=== Extracted information ===

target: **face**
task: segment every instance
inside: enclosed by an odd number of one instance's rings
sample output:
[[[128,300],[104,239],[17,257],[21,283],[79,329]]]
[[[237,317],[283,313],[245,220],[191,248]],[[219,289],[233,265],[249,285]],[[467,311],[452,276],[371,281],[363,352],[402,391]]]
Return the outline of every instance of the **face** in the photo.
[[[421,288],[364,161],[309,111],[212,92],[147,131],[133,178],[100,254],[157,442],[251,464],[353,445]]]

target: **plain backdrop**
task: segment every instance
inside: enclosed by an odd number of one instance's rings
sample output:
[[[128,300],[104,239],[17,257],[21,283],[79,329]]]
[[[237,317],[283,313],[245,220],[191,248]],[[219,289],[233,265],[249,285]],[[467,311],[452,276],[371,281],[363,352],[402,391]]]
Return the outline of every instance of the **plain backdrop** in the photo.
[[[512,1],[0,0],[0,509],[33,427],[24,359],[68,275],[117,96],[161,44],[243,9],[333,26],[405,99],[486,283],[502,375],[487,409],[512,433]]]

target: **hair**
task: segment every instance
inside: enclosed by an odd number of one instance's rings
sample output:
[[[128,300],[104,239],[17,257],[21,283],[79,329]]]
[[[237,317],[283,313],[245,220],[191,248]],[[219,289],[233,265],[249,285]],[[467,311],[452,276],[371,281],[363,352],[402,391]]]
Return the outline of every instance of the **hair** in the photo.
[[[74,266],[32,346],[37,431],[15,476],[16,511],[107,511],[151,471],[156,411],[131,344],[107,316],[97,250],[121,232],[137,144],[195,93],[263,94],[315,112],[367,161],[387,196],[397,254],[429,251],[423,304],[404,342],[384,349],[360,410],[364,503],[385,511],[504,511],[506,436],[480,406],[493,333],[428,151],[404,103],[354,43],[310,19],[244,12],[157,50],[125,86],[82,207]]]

===

◆ **Exercise aim**
Return every line of the material word for word.

◆ **Finished task**
target: **face**
task: segment every instance
inside: enclosed by an odd number of one instance's rings
sample output:
[[[128,300],[104,239],[17,257],[21,283],[79,329]]]
[[[237,317],[283,313],[245,220],[191,248]],[[219,289],[233,265],[249,285]],[[467,311],[452,276],[371,281],[363,352],[402,391]]]
Return the outline of every instance of the **face** in the photo.
[[[421,288],[364,161],[309,111],[212,92],[147,131],[133,178],[100,254],[157,442],[251,464],[353,445]]]

target: **plain backdrop**
task: segment every instance
inside: enclosed by an odd number of one instance's rings
sample output:
[[[128,300],[104,239],[17,257],[21,283],[79,329]]]
[[[237,317],[283,313],[245,220],[191,248]],[[219,289],[233,265],[249,285]],[[467,311],[452,276],[371,281],[363,352],[402,391]]]
Return the outline of every instance of the **plain backdrop** in the photo.
[[[512,1],[0,0],[0,509],[33,427],[24,359],[68,275],[117,96],[161,44],[243,9],[333,26],[405,99],[486,283],[502,375],[487,409],[512,433]]]

target: **hair**
task: segment every instance
inside: enclosed by an odd number of one instance's rings
sample output:
[[[128,300],[104,239],[17,257],[21,283],[79,329]]]
[[[237,317],[283,313],[245,220],[191,248]],[[219,289],[233,265],[249,285]],[[467,311],[452,276],[371,281],[363,352],[402,391]]]
Return the outline of every instance of the **hair** in the photo.
[[[74,266],[32,346],[37,431],[15,476],[16,511],[107,511],[151,471],[156,411],[131,344],[107,316],[97,250],[121,232],[137,144],[195,93],[263,94],[315,112],[367,161],[387,196],[397,254],[429,251],[423,304],[404,342],[384,349],[360,410],[364,503],[385,511],[504,511],[506,436],[480,406],[493,333],[428,151],[404,103],[354,43],[310,19],[244,12],[157,50],[125,86],[82,207]]]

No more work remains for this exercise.